— Start Input rows —

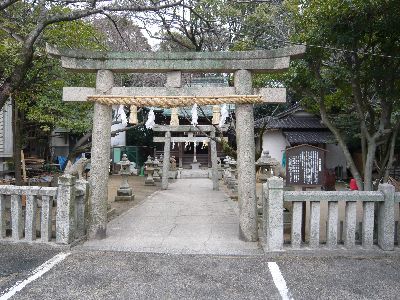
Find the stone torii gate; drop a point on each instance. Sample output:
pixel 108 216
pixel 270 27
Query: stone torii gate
pixel 242 64
pixel 188 128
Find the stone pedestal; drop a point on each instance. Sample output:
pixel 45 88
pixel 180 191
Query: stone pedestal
pixel 125 195
pixel 195 166
pixel 124 192
pixel 150 170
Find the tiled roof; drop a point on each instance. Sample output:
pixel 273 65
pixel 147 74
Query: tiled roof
pixel 187 111
pixel 309 137
pixel 290 122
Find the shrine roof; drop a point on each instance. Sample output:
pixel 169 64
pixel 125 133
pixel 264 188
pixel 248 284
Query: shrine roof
pixel 309 137
pixel 290 122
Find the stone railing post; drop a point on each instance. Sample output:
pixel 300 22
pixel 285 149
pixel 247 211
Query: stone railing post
pixel 386 218
pixel 214 161
pixel 166 161
pixel 81 207
pixel 273 213
pixel 2 216
pixel 65 219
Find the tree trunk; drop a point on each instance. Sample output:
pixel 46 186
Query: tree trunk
pixel 391 151
pixel 369 164
pixel 17 144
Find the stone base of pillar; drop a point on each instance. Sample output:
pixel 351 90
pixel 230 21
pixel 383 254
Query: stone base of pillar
pixel 125 195
pixel 172 174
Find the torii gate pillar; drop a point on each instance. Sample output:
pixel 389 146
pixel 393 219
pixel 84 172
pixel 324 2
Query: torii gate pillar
pixel 248 229
pixel 100 158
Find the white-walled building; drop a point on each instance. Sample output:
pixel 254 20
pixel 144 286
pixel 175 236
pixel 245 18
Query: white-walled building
pixel 296 127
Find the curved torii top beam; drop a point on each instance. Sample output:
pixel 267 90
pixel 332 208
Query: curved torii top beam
pixel 258 61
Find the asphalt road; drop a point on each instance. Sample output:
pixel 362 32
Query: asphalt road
pixel 123 275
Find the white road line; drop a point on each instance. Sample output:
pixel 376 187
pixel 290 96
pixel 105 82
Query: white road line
pixel 37 273
pixel 279 281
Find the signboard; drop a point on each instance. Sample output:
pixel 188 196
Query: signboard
pixel 305 165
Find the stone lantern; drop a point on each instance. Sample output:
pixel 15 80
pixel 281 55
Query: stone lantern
pixel 150 170
pixel 268 167
pixel 124 192
pixel 156 166
pixel 233 169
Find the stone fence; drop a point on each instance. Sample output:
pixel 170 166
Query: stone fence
pixel 274 198
pixel 65 205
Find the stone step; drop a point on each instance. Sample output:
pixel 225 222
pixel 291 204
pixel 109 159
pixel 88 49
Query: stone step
pixel 194 174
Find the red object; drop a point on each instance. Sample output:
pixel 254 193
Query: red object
pixel 353 185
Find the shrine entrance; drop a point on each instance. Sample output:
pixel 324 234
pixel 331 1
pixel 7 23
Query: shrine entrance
pixel 243 95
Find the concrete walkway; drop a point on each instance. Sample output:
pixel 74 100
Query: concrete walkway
pixel 187 218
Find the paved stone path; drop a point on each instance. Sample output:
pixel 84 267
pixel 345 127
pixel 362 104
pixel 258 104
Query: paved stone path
pixel 187 218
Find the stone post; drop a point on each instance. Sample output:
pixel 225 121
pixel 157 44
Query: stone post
pixel 214 161
pixel 16 217
pixel 167 149
pixel 101 143
pixel 333 214
pixel 350 224
pixel 81 207
pixel 65 218
pixel 386 218
pixel 30 217
pixel 273 213
pixel 246 160
pixel 2 216
pixel 368 224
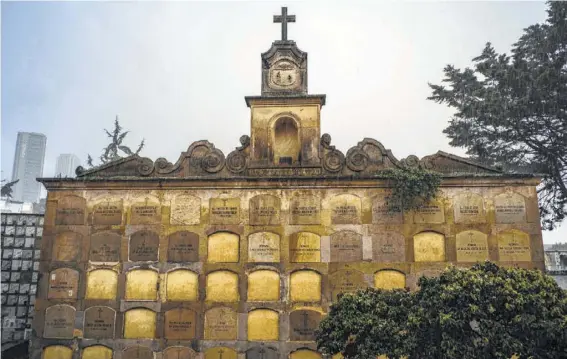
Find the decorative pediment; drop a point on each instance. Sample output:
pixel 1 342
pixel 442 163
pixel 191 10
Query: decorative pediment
pixel 203 160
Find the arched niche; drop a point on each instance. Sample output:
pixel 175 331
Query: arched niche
pixel 389 279
pixel 305 354
pixel 179 352
pixel 429 247
pixel 223 247
pixel 182 285
pixel 263 286
pixel 57 352
pixel 286 144
pixel 221 353
pixel 141 284
pixel 222 286
pixel 102 284
pixel 305 286
pixel 97 352
pixel 139 323
pixel 263 325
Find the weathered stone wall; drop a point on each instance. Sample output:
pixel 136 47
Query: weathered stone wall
pixel 247 270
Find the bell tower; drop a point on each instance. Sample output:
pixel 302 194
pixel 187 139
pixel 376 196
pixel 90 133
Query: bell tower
pixel 285 119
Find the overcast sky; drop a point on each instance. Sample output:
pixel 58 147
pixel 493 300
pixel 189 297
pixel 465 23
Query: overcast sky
pixel 177 72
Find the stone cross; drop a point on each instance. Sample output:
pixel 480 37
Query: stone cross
pixel 284 18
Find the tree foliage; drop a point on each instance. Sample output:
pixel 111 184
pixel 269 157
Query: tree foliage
pixel 7 188
pixel 511 110
pixel 482 312
pixel 412 187
pixel 112 151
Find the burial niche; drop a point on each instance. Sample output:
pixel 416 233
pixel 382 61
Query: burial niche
pixel 57 352
pixel 429 247
pixel 139 323
pixel 141 284
pixel 182 285
pixel 305 354
pixel 101 284
pixel 221 353
pixel 263 286
pixel 263 324
pixel 222 286
pixel 223 247
pixel 305 286
pixel 221 323
pixel 67 246
pixel 97 352
pixel 286 145
pixel 389 279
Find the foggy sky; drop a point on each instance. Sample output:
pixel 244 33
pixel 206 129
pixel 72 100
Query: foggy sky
pixel 177 72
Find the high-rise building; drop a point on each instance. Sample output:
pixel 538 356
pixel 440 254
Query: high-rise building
pixel 66 165
pixel 28 165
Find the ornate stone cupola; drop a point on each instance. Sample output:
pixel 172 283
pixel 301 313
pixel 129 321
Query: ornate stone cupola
pixel 285 123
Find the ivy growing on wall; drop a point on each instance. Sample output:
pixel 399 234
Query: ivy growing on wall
pixel 412 187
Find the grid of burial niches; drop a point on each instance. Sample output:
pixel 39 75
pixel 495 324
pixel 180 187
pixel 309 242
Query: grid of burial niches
pixel 153 281
pixel 20 233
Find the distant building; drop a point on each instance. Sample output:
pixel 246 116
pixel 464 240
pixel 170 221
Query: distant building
pixel 28 165
pixel 66 165
pixel 21 235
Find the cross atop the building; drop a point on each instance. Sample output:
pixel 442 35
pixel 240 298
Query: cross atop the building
pixel 284 18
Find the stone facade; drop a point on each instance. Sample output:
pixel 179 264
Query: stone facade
pixel 241 256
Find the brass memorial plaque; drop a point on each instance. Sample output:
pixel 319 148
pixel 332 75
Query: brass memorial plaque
pixel 185 210
pixel 388 247
pixel 71 210
pixel 346 281
pixel 221 324
pixel 514 246
pixel 138 352
pixel 223 247
pixel 384 213
pixel 346 246
pixel 265 210
pixel 178 352
pixel 59 322
pixel 224 211
pixel 432 212
pixel 469 208
pixel 183 246
pixel 67 247
pixel 108 212
pixel 99 323
pixel 303 324
pixel 264 247
pixel 345 209
pixel 146 212
pixel 180 324
pixel 105 247
pixel 472 246
pixel 429 247
pixel 144 246
pixel 63 284
pixel 304 247
pixel 305 210
pixel 510 208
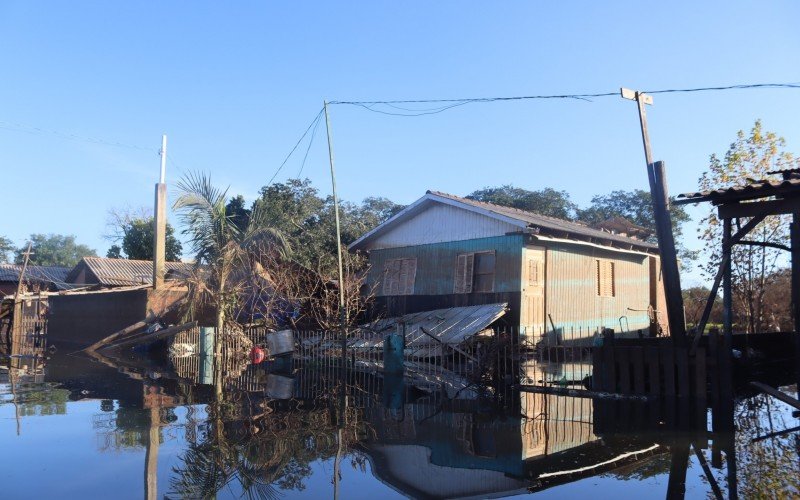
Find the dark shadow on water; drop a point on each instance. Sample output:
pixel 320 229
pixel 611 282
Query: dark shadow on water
pixel 279 420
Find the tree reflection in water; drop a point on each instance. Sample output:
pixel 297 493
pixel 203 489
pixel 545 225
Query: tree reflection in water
pixel 263 448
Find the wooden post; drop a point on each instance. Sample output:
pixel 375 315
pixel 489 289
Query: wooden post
pixel 656 175
pixel 727 286
pixel 342 303
pixel 669 256
pixel 795 243
pixel 160 222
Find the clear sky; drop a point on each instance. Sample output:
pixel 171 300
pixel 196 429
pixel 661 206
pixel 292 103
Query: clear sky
pixel 234 84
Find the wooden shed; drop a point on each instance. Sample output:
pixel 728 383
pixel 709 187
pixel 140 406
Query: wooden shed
pixel 558 277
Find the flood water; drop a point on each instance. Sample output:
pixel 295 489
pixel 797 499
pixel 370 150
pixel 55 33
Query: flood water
pixel 76 427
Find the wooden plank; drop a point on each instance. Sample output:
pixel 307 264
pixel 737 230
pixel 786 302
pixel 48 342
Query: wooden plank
pixel 609 369
pixel 624 367
pixel 597 374
pixel 114 336
pixel 668 363
pixel 775 393
pixel 637 359
pixel 654 371
pixel 669 257
pixel 773 207
pixel 712 365
pixel 682 364
pixel 701 386
pixel 152 336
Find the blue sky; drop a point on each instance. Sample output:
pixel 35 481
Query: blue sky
pixel 234 84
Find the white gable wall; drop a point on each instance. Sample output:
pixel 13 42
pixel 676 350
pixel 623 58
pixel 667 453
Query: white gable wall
pixel 440 223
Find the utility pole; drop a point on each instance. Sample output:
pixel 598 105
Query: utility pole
pixel 656 175
pixel 342 318
pixel 27 255
pixel 342 309
pixel 160 221
pixel 17 318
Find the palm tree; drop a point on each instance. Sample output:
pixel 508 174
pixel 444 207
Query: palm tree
pixel 220 244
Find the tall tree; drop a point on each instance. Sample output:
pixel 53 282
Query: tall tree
pixel 547 201
pixel 238 212
pixel 750 156
pixel 137 242
pixel 6 248
pixel 131 231
pixel 306 219
pixel 218 243
pixel 636 206
pixel 54 250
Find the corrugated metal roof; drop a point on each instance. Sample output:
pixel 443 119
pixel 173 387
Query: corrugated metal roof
pixel 753 189
pixel 536 222
pixel 121 272
pixel 46 274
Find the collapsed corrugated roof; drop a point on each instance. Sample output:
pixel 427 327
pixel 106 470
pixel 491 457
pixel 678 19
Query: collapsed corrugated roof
pixel 429 330
pixel 57 275
pixel 535 223
pixel 121 272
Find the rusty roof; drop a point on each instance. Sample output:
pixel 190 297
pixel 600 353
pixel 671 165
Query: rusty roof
pixel 753 189
pixel 43 274
pixel 122 272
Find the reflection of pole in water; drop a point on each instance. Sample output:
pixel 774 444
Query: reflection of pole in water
pixel 676 485
pixel 151 456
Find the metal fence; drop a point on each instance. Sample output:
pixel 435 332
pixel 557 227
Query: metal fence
pixel 488 362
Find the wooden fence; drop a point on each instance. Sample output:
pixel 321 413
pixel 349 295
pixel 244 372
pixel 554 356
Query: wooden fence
pixel 659 368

— End Input rows —

Convert the lines of the data above, starting at the line containing "Find the asphalt" and ending at the line containing "pixel 279 281", into a numbered list, omitting any blank lines.

1. Find the asphalt road; drop a point on each instance. Sample output:
2. pixel 362 32
3. Query: asphalt road
4. pixel 123 275
5. Find the white road line; drop a point on each instance. Sample output:
6. pixel 376 187
7. pixel 290 96
8. pixel 105 82
9. Query: white road line
10. pixel 37 273
11. pixel 279 281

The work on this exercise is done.